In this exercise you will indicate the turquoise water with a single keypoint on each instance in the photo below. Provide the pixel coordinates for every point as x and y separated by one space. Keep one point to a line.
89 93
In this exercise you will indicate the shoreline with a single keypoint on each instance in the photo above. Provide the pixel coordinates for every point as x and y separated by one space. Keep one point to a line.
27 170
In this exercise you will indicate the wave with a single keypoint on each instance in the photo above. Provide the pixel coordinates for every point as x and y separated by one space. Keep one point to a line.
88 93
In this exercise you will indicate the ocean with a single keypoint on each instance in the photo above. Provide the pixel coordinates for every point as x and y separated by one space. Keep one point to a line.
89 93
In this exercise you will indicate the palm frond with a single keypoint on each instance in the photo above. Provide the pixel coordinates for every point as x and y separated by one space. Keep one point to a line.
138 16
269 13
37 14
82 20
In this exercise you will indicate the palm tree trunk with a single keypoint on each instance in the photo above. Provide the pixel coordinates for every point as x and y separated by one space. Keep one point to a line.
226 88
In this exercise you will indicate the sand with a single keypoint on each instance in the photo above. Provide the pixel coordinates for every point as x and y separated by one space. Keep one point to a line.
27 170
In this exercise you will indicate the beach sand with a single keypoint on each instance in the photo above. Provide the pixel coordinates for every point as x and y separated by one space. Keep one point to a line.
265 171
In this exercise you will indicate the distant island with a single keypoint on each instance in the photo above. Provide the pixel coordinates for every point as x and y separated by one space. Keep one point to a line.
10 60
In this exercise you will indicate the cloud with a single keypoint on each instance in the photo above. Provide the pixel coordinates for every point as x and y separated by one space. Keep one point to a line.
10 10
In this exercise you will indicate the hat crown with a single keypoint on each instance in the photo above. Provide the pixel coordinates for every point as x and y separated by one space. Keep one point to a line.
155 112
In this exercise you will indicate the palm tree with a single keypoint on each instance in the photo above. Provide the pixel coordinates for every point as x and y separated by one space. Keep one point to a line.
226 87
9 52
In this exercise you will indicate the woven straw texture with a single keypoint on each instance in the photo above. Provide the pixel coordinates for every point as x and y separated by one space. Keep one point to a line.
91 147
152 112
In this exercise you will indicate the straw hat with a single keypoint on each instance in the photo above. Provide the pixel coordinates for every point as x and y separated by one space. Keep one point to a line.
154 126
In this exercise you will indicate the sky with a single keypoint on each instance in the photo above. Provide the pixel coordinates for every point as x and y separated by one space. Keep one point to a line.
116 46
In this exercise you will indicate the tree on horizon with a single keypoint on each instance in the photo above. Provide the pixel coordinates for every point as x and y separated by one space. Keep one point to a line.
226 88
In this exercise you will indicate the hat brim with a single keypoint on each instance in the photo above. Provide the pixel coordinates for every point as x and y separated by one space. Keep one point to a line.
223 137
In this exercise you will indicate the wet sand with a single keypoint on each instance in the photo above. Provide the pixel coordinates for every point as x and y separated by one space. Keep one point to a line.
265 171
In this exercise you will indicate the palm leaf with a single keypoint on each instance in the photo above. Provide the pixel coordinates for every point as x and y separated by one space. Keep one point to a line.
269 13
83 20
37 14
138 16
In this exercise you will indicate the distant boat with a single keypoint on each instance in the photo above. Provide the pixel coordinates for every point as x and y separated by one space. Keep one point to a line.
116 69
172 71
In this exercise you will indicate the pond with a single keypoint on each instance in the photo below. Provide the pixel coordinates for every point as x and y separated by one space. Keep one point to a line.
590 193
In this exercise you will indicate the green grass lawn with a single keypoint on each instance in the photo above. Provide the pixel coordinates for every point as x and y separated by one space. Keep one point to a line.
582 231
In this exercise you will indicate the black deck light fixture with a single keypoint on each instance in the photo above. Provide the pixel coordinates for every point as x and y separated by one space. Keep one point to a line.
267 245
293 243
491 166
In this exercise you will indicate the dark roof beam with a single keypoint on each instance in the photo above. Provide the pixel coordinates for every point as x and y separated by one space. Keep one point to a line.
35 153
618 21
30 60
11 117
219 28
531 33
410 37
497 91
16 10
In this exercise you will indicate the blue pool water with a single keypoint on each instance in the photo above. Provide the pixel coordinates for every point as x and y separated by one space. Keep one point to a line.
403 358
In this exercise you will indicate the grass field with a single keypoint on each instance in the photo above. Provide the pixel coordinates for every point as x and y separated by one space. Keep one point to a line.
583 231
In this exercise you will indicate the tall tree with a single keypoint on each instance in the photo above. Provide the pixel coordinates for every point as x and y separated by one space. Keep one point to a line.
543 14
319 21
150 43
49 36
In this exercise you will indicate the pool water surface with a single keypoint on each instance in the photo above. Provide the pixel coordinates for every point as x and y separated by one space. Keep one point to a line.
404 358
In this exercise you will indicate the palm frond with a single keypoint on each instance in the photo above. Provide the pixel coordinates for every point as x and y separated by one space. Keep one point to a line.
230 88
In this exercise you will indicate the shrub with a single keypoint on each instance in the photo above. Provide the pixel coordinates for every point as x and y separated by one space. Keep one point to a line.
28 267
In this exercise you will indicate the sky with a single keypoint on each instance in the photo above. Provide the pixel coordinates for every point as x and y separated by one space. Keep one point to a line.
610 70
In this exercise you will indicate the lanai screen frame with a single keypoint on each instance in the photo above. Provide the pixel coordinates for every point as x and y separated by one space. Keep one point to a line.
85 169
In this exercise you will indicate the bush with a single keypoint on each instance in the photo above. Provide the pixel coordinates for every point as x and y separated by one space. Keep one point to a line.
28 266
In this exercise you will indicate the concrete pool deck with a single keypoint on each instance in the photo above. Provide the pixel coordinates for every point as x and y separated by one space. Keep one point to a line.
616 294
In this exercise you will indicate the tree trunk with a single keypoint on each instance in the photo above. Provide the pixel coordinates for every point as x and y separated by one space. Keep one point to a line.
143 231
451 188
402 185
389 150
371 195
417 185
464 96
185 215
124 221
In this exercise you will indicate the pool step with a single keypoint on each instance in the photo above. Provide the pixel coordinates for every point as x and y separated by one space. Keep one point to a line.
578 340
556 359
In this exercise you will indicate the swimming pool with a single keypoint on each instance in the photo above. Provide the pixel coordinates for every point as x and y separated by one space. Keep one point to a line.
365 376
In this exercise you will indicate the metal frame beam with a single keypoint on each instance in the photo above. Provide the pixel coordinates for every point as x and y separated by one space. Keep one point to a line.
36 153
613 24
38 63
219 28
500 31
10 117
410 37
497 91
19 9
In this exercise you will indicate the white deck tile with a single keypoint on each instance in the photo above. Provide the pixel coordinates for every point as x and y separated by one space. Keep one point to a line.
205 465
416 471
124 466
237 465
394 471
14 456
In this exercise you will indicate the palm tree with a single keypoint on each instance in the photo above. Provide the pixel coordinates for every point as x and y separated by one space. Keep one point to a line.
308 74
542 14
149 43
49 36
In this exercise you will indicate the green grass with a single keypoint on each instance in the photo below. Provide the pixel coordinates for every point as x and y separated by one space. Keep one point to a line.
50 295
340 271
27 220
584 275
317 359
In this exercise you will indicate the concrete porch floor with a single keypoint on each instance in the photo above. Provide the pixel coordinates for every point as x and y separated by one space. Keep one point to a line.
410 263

What this task involves — Produce an exact copy of all the records.

Response to the task —
In this exercise you will indicate the turquoise water with a single keypoint on each instance in the photo below. Provide the pixel coordinates for every point as x and y separated by one space. Keep one point to a line.
89 93
In this exercise you will indicate the shoreline with a single keypoint on each instance in the photo above. Provide the pixel coordinates for every point as x and y separated by one space. Keep one point to a line.
27 170
In this exercise you will indicate the wave with a single keypoint on each instance in the photo above. Provide the pixel coordinates for every point as x and y separated by one space. Keep one point to a line.
88 93
In this exercise you will indicate the ocean with a single keypoint on each instance in the photo above. Provide the pixel coordinates for every point as x and y separated by one space. Keep one point to a line.
89 93
In this exercise you will indicate the palm frond with a single keypoint on each instance in the photo above. Provide the pixel coordinates for every point as x and y separated by one space. Keep one point to a line.
138 16
269 13
37 14
82 20
In this exercise you will indicate the palm tree trunk with a single keypoint on each instance in the photo above. Provide the pixel coordinates for every point as x and y separated by one space. Keep one point to a line.
226 88
In this exercise you will indicate the sand with a single keypoint on each instance in the photo above. Provide the pixel coordinates for every point as x and y separated by one space. Keep one point to a line.
27 170
In this exercise you will indicate the beach sand with a single keypoint on each instance in the photo above. Provide the pixel coordinates for every point as x and y separated by one space. Keep one point to a line.
265 171
In this exercise you will indicate the distant island with a single keypoint on each instance in the photo above. Provide the pixel coordinates for every point as x and y separated by one space. Keep one point to a line.
10 60
In this exercise you will indicate the cloud with a single keypoint on each instance in the photo above. Provide the pixel coordinates for every point as x and y separated by one space. Keep one point to a line.
10 10
In this exercise you will indicate the hat crown with a single keypoint on each instance in the photo above. Provide the pixel coordinates for every point as x and y separated by one space. Keep one point to a line.
155 112
In this exercise you will indicate the palm tree with a single keypoint on each instance in the photo above. Provide the pixel coordinates for every point as x and y separated by one space. Keep one point to a line.
226 87
9 52
In this exercise you will indicate the woven straw texture with a single keypoint on each instance in the photo above. Provide the pixel coordinates for every point as x and y separated by one space. Keep one point to a line.
91 147
152 112
In this exercise you will indicate the straw hat with a single keypoint on each instance in the photo above. Provide the pixel coordinates for every point as x and y separated by one space. Keep one point to a line.
154 126
In this exercise you will indicate the sky with a single keypoint on each instance in the photo above. Provide the pixel coordinates for every point as x and y separated by one space. Keep one point to a line.
116 46
In this exercise you will indicate the tree on horizon with a single keypoint on each instance in the photo above. Provide the pixel coordinates for every point as x and y separated by one space. Keep one point to a line.
226 88
In this exercise you will indicate the hat brim with a single keypoint on each instance in the photo above. Provide the pixel coordinates for every point as x and y separated by one space. Keep one point to a line.
223 137
In this exercise you will indicate the wet sand with a single keypoint on each instance in the photo above. Provide the pixel coordinates for every point as x and y separated by one space. Keep one point to a line.
265 171
In this exercise you will indicate the palm leaf with a single keypoint on each instance in the photo above. Provide the pixel coordinates for every point as x and y separated by one space. Keep one point to a line.
269 13
83 20
37 14
138 16
In this exercise you will indicate the distant boat with a single keypoint on each instance in the photo above. Provide the pixel coordinates for every point as x and y separated by one space. Keep one point to a line.
116 69
172 71
In this exercise you will indicate the pond with a single keypoint on each instance in the photo below. Provide the pixel coordinates for every point as x and y separated by one space. Keep one point to a line.
590 193
In this exercise you will indicate the green grass lawn with a single keypoint on each instance in the photo above. Provide the pixel coordinates for every point as x and y separated by one space. Keep one point to a line.
582 231
In this exercise you will indicate the black deck light fixture with a single keypoint on each instance in the photo above. Provide the pixel coordinates for every point as x and y separated by one space. Keep one point to a line.
267 245
293 243
491 166
In this exercise you will indicate the dark roof beam with a single keypoint on each instance in the photo above. Provide the pixel coordinates for every point as x and y separated by one space. Keep one point to a line.
35 153
618 21
30 60
11 117
219 28
531 33
410 37
497 91
16 10
In this exercise you will indicate the blue pool water with a single keypoint on each instance in the photo above. Provide the pixel coordinates for every point as x and y separated by one space. Keep one point to a line.
403 358
In this exercise you will indicate the grass field with a single keypoint on each instance in the photo above. Provide the pixel coordinates for every point as x and y separated by one space. Keep one point to a line.
583 231
In this exercise you will indicate the tall tree with a single keypoint on each instance in the photo above. Provide the pixel coordinates for every point as x and y separated by one space. Keep one point to a line.
543 14
319 21
150 43
49 36
In this exercise you will indicate the pool water surface with a single keypoint on each instance in the photo above. Provide the pixel coordinates for every point as x and y separated by one space. Keep one point to a line.
404 358
In this exercise you will indicate the palm frond with a single keypoint on each instance in the photo above. Provide the pixel coordinates for every point as x and y separated by one space. Keep one point to a line.
230 88
In this exercise you will indicate the shrub with a single keypoint on each instance in the photo above. Provide the pixel coordinates for every point as x and y separated by one space. Keep one point to a line.
28 267
In this exercise you will indicate the sky with a single keypoint on each instance in the photo above. Provide the pixel coordinates for every point as x and y separated by one space. Keep one point to a line.
610 70
In this exercise you will indicate the lanai screen frame with a single keypoint on each instance in the photo above. Provide the pixel coordinates for every point as x and y separated by one space. Keep one point to a line.
85 169
In this exercise you will indicate the bush with a single keypoint on each instance in the photo above. Provide the pixel coordinates for every point as x and y separated by one space. Keep one point to a line.
28 266
In this exercise you will indicate the concrete pool deck with a single keypoint on each instance in the photo above. Provide the pixel coordinates for every point as x and y separated by one space. Keep one point to a line.
616 294
In this exercise you will indicate the tree trunk with a single keypoint on each instance in the photo above. Provide the pixel coordinates for every point as x and y separated by one space. Keep one point to a line.
143 231
451 188
402 185
389 150
371 195
417 185
464 96
185 215
124 221
In this exercise you will indicate the pool step with a single keypoint on each instance in the photo above. Provide the pixel coordinates for every point as x and y separated by one space. Keep one point to a line.
578 340
556 359
In this exercise you will indicate the swimming pool with a single keypoint on each instance in the photo above. Provide the pixel coordinates for every point as x and y separated by one space. Keep one point to a line.
365 376
In this exercise you will indicate the metal frame beam with a single keypoint on each instance in the photo above. Provide the pixel coordinates for every point as x and y separated by one space. Keep one point to a line.
36 153
613 24
38 63
219 28
500 31
10 117
410 37
497 91
19 9
In this exercise you will indicate the white deck tile with a single keypoint on each instance in the photo above. Provide the pixel coordinates for every point as x and y separated by one space. Keep one point to a line.
205 465
416 471
124 466
237 465
394 471
14 456
In this exercise you will indicate the palm tree with a single keypoint on each instance in the photo above. Provide the pixel coordinates for every point as x and y separated by one space. Keep one point to a line.
308 74
542 14
149 43
49 36
In this exercise you will indicate the green grass with a single keypoint on each instance in the photo below. Provide the pixel coordinates for every point as x and y separated by one space. Keep one point to a line.
50 295
340 271
27 220
584 275
317 359
In this exercise you will indicate the concrete porch floor with a single keypoint on each instance in the photo above. Provide the pixel coordinates for every point as x and y separated by one space. Keep one point to a line.
410 263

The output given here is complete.